* **To do**:
- 1) According to the Business Number FAQ, what level of taxable supplies makes GST/HST registration mandatory?
- 2) Pick up the Business Number FAQ after its final line and keep writing in the same question-and-answer format.

* **Text block**:
○ ○ ○ ○ ○

Q1. What is a Business Number (BN)?
A 9-digit federal identifier issued by CRA. The BN is the root identifier from which all CRA program account numbers extend: corporate income tax (RC), GST/HST (RT), payroll (RP), import/export (RM), excise (RD), information returns (RZ), and others. A complete CRA program account number takes the form 123456789 RC0001 — 9 digits + 2-letter program identifier + 4-digit reference.
Q2. Is a BN automatically issued when I incorporate?
A BN is issued at the same time the CRA issues the Corporate Income Tax program account (RC). For a federal CBCA corporation, the Online Filing Centre asks during incorporation whether you want to register for CRA program accounts; ticking yes triggers automatic BN issuance. For OBCA and BCBCA incorporations, the provincial registry shares incorporation data with CRA, but the founder typically applies for the BN and program accounts separately at https://www.canada.ca/en/services/taxes/business-number.html.
Q3. When must I register for GST/HST?
Under Excise Tax Act s.240, a business must register for GST/HST when its taxable supplies exceed CAD $30,000 in any 12-month period (the “Small Supplier” threshold). Registration must occur within 30 days of crossing the threshold. Most startups register voluntarily from day 1 to claim input tax credits on incorporation costs, equipment, and rent.
Q4. What is the difference between GST and HST?
- GST (Goods and Services Tax) — federal 5% applied in Alberta, NWT, Nunavut, Yukon, BC (in combination with provincial sales tax), Saskatchewan (with PST), Manitoba (with RST), Quebec (with QST).
- HST (Harmonized Sales Tax) — combined federal and provincial tax in Ontario (13%), New Brunswick (15%), Newfoundland and Labrador (15%), Nova Scotia (15%), Prince Edward Island (15%).
A CRA-registered business charges the rate applicable to the place of supply (where the customer receives the good or service), not where the seller is located.
Q5. Do I need a BN if I’m only selling internationally?
Yes if you incorporate in Canada — every Canadian corporation needs a BN for its corporate income tax obligations under the Income Tax Act. Even if all sales are outside Canada and no GST/HST is collected, the corporation still files a T2 corporate tax return.
Q6. How long does BN registration take?

○ ○ ○ ○ ○

* **Record excerpts**:
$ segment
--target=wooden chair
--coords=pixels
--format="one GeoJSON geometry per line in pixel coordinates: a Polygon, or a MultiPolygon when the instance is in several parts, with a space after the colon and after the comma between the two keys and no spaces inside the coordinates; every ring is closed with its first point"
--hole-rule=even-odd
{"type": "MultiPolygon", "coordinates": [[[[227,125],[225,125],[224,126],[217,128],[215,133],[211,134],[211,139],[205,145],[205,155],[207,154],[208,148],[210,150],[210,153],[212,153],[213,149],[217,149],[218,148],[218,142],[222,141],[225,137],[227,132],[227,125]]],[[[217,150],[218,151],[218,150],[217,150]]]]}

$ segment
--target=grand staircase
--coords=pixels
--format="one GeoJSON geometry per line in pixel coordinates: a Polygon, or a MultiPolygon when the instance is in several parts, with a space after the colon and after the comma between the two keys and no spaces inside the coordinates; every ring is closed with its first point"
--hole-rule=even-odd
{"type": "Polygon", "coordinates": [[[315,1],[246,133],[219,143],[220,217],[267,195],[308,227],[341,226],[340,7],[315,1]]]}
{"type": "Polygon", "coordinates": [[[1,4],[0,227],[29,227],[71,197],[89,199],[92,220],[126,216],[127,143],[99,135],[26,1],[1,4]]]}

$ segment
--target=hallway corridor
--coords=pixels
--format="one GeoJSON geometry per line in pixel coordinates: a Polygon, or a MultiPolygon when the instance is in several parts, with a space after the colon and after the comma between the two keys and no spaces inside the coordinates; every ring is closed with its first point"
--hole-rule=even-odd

○ ○ ○ ○ ○

* **Response list**:
- 1) Taxable supplies of more than CAD $30,000 in any 12-month period make GST/HST registration mandatory.

- 2)
- Online (CRA Business Registration Online) — same day, instant BN issuance for routine registrations.
- Phone (1-800-959-5525) — same call, BN issued during the call.
- Mail (Form RC1) — 4–6 weeks.
- Through provincial Business Registry (Ontario OBR) — some provinces forward registrations automatically; allow 5–10 business days.
Q7. Can a non-resident director register for a BN?
A non-resident director cannot use the CRA Business Registration Online portal (which requires a SIN). Three workarounds:
- Phone +1-800-959-5525 — speak to a CRA agent who can register manually.
- Mail Form RC1 — paper application with corporation details.
- Authorized representative — a Canadian accountant or lawyer with a RepID can file on the corporation’s behalf.
The corporation receives a BN regardless of director residency. The BN belongs to the corporation, not to any individual.
Q8. What is the CRA “My Business Account” portal?
CRA’s online self-service portal at https://www.canada.ca/en/revenue-agency/services/e-services/digital-services-businesses/business-account.html. After BN issuance, register for “My Business Account” to:
- File GST/HST returns;
- View account balances;
- Authorize representatives;
- Make payments;
- Update business information;
- File T2 corporate income tax (with certified tax software).
Access requires a CRA user ID and password or sign-in partner (online banking credentials).
Q9. What records must I keep for the BN?
Under Income Tax Act s.230 and Excise Tax Act s.286, a business must keep books and records sufficient to verify tax obligations for 6 years after the end of the relevant tax year. Records include:
- Sales invoices;
- Purchase receipts;
- Bank statements;
- Payroll records;
- General ledger;
- Corporate minutes and resolutions affecting financial matters.
CRA may inspect records on reasonable notice.
Q10. What is a “RC” program account?
RC = Corporate Income Tax. Issued automatically with the BN for incorporated entities. Annual T2 corporate income tax return must be filed within 6 months of fiscal year-end. Tax owing is due 2 months after fiscal year-end (3 months for Canadian-controlled private corporations claiming the small business deduction).
Q11. What is a “RP” program account?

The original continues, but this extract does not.